Written problem:
Could you recast the records below, from their first line up to and including the line with "column 935, row 112", as a JSON list of strings with one string per line and blank lines left out?

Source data
>> BEGIN

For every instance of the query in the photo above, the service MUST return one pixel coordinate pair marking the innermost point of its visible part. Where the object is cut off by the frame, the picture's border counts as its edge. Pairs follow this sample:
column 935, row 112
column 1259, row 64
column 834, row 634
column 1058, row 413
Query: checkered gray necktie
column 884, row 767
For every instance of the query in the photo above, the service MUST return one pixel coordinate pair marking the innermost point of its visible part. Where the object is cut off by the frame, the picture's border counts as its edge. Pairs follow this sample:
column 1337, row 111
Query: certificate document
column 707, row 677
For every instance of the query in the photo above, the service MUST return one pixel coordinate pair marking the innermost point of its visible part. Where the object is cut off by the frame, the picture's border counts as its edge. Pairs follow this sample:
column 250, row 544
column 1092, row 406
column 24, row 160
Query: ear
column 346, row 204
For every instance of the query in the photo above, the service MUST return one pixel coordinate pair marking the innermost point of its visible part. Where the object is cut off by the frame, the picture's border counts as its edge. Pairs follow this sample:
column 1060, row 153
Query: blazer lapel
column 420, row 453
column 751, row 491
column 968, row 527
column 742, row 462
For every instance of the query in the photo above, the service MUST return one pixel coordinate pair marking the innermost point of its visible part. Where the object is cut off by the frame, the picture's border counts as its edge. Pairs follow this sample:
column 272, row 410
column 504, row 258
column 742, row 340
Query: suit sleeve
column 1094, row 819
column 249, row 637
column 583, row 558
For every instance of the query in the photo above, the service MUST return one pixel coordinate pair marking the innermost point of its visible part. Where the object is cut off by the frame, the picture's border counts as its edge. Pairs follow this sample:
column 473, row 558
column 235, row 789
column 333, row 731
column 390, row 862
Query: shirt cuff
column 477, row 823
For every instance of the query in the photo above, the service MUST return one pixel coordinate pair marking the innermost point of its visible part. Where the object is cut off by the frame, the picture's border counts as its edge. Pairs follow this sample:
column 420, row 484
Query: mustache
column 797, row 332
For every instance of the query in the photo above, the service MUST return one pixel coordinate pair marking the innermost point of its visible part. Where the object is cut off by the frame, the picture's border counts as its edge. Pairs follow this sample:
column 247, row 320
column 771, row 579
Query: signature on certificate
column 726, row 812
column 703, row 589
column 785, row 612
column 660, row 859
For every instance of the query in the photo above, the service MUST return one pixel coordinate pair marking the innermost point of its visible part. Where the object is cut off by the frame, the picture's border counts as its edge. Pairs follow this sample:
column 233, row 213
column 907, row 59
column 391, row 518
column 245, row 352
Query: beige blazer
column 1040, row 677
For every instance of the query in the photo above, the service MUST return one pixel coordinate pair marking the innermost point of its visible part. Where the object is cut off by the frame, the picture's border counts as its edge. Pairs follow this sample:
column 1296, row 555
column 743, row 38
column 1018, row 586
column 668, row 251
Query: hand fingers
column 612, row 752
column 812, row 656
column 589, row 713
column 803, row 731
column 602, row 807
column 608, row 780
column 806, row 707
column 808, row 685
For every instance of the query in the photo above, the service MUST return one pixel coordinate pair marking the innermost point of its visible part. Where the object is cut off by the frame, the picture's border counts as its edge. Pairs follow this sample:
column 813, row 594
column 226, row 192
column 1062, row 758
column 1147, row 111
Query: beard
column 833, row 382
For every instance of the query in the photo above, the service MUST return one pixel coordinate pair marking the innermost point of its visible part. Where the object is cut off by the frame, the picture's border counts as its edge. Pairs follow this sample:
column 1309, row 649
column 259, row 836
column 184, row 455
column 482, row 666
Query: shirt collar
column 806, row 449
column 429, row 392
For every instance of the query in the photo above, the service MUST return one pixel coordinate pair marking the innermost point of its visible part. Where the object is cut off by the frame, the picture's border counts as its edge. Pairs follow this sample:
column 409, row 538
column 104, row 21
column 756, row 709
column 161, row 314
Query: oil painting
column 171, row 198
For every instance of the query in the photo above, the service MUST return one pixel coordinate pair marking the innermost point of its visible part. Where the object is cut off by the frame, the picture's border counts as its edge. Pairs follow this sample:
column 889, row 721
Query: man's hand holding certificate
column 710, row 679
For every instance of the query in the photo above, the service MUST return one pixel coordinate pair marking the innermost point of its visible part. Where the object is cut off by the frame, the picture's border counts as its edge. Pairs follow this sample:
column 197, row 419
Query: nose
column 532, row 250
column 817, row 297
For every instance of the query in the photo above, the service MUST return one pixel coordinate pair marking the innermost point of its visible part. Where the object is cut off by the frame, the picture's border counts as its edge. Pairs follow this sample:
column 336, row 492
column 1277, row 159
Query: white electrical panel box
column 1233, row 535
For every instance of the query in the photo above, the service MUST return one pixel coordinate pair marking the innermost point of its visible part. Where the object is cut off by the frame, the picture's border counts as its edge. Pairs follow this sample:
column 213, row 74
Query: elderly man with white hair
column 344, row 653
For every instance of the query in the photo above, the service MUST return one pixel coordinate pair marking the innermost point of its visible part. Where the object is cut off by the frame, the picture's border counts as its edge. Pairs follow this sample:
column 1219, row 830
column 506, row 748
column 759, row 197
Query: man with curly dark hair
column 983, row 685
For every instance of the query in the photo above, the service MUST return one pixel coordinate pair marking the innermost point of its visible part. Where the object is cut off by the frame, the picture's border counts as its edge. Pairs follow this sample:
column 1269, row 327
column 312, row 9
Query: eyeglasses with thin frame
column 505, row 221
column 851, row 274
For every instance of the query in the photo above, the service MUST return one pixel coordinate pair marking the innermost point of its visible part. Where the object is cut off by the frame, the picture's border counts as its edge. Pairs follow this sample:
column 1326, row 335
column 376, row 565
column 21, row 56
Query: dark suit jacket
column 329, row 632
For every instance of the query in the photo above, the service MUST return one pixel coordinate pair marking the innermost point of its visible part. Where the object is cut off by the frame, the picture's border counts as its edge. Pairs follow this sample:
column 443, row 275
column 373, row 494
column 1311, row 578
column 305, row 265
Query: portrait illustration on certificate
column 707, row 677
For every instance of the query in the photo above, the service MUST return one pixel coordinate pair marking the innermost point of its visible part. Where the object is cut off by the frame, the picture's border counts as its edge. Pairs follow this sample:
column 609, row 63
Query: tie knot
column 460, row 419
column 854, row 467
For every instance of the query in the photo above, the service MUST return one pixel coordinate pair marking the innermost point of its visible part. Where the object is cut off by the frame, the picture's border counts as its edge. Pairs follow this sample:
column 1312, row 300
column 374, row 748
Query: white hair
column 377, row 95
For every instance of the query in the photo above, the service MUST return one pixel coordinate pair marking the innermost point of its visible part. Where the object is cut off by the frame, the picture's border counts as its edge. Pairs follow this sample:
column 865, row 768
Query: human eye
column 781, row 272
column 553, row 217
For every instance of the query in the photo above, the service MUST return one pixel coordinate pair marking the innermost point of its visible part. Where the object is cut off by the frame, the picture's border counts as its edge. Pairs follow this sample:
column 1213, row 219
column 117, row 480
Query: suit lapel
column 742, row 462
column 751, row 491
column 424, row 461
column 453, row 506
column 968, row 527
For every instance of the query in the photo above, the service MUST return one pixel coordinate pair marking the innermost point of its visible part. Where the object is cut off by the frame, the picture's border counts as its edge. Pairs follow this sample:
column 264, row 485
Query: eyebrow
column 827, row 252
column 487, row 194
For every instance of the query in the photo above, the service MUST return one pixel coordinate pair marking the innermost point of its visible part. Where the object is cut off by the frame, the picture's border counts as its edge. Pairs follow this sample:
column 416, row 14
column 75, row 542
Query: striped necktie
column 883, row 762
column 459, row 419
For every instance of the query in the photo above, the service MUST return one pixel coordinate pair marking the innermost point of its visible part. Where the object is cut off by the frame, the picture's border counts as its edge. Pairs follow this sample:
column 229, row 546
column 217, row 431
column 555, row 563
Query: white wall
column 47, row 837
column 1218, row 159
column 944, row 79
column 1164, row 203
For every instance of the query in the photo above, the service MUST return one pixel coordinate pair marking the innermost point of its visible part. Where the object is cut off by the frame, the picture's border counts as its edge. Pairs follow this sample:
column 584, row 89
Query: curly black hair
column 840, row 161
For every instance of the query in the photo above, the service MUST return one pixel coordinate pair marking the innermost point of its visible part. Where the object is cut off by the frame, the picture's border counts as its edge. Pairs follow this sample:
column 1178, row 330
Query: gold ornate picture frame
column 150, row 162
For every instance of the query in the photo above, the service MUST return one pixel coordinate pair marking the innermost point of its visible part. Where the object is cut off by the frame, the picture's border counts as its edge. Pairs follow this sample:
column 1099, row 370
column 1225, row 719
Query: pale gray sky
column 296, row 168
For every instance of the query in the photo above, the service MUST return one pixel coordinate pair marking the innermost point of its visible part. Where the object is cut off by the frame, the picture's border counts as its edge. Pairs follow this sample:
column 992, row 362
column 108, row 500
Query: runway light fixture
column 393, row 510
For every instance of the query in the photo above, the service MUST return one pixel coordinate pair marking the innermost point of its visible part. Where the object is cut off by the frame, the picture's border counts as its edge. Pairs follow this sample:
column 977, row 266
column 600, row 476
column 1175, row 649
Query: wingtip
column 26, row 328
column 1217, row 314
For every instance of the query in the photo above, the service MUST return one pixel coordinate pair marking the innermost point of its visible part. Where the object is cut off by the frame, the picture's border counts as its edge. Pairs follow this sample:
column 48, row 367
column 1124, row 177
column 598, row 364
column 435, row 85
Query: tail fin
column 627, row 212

>> END

Written solution:
[
  "For every instance of the query in the photo above, the service MUST return one pixel coordinate pair marking the innermost point of its visible part. Where the object is cut off by the frame, the picture's border counts as its edge. Pairs follow this sample:",
  "column 935, row 112"
]